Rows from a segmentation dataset
○ ○ ○

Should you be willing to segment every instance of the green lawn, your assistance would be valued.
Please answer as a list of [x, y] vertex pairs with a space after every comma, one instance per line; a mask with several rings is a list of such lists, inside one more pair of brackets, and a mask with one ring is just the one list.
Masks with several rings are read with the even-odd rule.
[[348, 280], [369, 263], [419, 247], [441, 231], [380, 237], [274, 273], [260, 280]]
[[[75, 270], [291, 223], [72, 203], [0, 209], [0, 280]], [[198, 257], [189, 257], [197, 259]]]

○ ○ ○

**WHAT THE TASK REQUIRES**
Swap "green lawn" for "grass" in the records and give them again with nothing else changed.

**WRITTEN ANSWER**
Should you be willing to segment every instance of the grass, your assistance would be valued.
Please answer as a list of [x, y] vertex pairs with a space after every comma, one instance per line; a mask with several rings is a list of such lists, inside one more pair of brackets, and a mask with one ring is just the one list.
Masks with several rings are read with the even-odd rule.
[[348, 280], [369, 263], [419, 247], [441, 231], [380, 237], [274, 273], [260, 280]]
[[[75, 270], [291, 223], [72, 203], [0, 209], [0, 280]], [[198, 257], [189, 257], [197, 259]]]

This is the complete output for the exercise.